§ **CHECK YOUR UNDERSTANDING**:
a. From the Letterman interview transcript, quote every line spoken by Johnny Carson.
b. Write what comes next in the Letterman interview transcript, picking up after its final line.

LETTERMAN: It's all but over, so I kind of feel like it is over now. I feel like these next two or three days are just cleaning up paperwork, and we're done.
DEGGANS: This comes after years of indecision about when he might stop making his show. But when Jay Leno left NBC's "Tonight Show" last year, Letterman knew it was time for him to leave his CBS show as well.
LETTERMAN: You know, you just think, oh, jeez, do I want to go to work? Do I want to go to work? I wish I didn't have to go to work. But then when Jay left, I realized, oh, yeah, you got to be younger really to do this job. And so I thought I don't want to be the old man left out here, you know, fighting for scraps and crumbs. So that's when it became an inevitability.
DEGGANS: Letterman says he gets uncomfortable when other people say he re-invented late-night comedy. Most years, he says, he was just trying to keep the show on the air.
LETTERMAN: I was more concerned about it getting canceled. It was hard to believe that it ever went out of the building. You know what I mean? I don't know if others were, but I certainly was not aware that there was anything greater going on than just trying to hit a number that the network could live with.
DEGGANS: Funny thing is David Letterman never thought he'd be doing it this long anyway. Back in 1991, he'd already been hosting a different show, NBC's "Late Night With David Letterman," for nearly 10 years. Letterman's show aired after Johnny Carson's "Tonight Show," and he was considered Carson's likely successor. But when NBC named Jay Leno to take over "The Tonight Show" instead, Letterman went on Carson's show to answer a question about his future.
(SOUNDBITE OF TV SHOW, "THE TONIGHT SHOW")
JOHNNY CARSON: Can you envision yourself 20 years from now doing the - your late night show?
CARSON: I'll put down as a...
LETTERMAN: Good one, John.
CARSON: I'll put down - I'll put that down as a hardly no, right?
LETTERMAN: I don't how you've done it. I don't.
LETTERMAN: You know what, 10 years to me seems like - some nights it seems like it's been 10 years.
LETTERMAN: When you have a job, often you forget how lucky you are to have a job. When you don't have a job, every day is a reminder how unlucky you are not to have a job. And in those days, I was probably being smug about it because I used to say, oh, jeez, no, you can't do this show if you're over 40.

§ **DATA FOR ANALYSIS**:
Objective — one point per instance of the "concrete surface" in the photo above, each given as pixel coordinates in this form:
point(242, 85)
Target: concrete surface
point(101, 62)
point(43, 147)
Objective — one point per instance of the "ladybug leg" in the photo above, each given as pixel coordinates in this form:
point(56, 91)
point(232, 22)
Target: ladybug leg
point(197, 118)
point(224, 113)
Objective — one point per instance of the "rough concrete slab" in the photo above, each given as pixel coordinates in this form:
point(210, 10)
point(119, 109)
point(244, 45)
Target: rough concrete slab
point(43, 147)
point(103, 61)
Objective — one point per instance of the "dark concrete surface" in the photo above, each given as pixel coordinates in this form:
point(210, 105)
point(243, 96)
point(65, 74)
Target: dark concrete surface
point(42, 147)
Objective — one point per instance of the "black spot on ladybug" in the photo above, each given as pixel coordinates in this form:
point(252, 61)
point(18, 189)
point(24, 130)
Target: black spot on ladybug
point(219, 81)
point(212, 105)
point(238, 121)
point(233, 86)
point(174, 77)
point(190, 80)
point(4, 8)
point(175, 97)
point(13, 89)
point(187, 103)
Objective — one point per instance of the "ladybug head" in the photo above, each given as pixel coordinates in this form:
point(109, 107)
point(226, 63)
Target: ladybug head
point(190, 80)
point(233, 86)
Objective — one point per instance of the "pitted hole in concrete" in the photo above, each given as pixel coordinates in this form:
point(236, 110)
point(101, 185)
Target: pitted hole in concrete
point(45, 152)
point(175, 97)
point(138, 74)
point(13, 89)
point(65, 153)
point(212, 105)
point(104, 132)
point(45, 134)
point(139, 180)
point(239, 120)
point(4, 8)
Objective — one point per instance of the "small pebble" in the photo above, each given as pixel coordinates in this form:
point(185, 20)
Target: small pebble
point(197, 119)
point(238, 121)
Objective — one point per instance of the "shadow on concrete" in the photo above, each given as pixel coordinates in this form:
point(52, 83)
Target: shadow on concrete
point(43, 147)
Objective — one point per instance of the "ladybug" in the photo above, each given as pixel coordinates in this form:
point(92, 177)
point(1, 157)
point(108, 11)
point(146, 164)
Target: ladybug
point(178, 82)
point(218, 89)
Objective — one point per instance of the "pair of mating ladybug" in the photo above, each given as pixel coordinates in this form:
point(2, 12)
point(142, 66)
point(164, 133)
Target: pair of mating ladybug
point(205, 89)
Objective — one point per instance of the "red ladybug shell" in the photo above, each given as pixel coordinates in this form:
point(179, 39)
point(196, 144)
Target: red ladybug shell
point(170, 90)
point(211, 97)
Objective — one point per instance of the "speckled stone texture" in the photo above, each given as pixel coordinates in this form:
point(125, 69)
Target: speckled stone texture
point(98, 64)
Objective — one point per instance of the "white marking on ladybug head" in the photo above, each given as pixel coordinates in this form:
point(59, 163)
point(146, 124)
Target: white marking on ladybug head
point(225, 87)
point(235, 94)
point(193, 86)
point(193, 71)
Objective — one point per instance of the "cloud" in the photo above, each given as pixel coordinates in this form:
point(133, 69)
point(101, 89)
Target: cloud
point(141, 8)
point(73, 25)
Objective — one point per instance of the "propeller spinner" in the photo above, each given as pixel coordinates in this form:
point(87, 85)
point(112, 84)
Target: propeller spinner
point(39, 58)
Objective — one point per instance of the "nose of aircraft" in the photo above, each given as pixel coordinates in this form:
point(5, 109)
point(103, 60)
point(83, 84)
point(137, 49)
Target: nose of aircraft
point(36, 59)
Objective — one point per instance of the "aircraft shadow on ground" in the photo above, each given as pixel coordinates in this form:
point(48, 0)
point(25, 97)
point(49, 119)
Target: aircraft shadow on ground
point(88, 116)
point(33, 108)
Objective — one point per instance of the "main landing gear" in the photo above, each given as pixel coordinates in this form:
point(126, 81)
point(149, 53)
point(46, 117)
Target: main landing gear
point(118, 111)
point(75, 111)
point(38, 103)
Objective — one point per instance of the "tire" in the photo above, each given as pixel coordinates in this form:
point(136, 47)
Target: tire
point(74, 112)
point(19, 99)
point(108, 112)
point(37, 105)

§ **ANSWERS FOR THE TASKS**:
a.
"Can you envision yourself 20 years from now doing the - your late night show?"
"I'll put down as a..."
"I'll put down - I'll put that down as a hardly no, right?"

b.
DEGGANS: Letterman stayed on the job long past age 40, moving to CBS, creating the "Late Show," and pushing his staff hard.
LETTERMAN: I think I just burned out, and people burned out. And some people left, and some people changed jobs. And so I think I went through a several-year period of, well, what exactly do I do now? I don't have the same tools, but I still have the same mentality about it. And I think that was hurtful to both the show and to myself.
DEGGANS: Then in 2000, Letterman had quintuple bypass surgery on his heart, and his priorities changed.
LETTERMAN: I said, that's it. I'm not going to rehearsal anymore. I'm not going to meetings anymore because I have the ADD or the HDAC or whatever you have, and I can't sit through another damn meeting. So when it came time for the last show, I said, you guys -speaking to the producers - you guys, just you start doing it, and I'll just do what I think I'm responsible for. So that's what's happened. And from what I've seen, they're doing a very nice job.
DEGGANS: We'll have to wait to see exactly what Letterman delivers in that last show. And after it's over, he says he'll spend more time with wife, Regina, and his 11-year-old son, Harry. Letterman doesn't seem like the kind of guy who will fade out of show business like his mentor Johnny Carson did, but he's not counting on a second career either.
LETTERMAN: I'm 68. Who the hell is going to say, let's get a really old guy in here and see what he can do?
DEGGANS: Maybe nobody, or maybe David Letterman is underestimating his legendary impact once again. I'm Eric Deggans.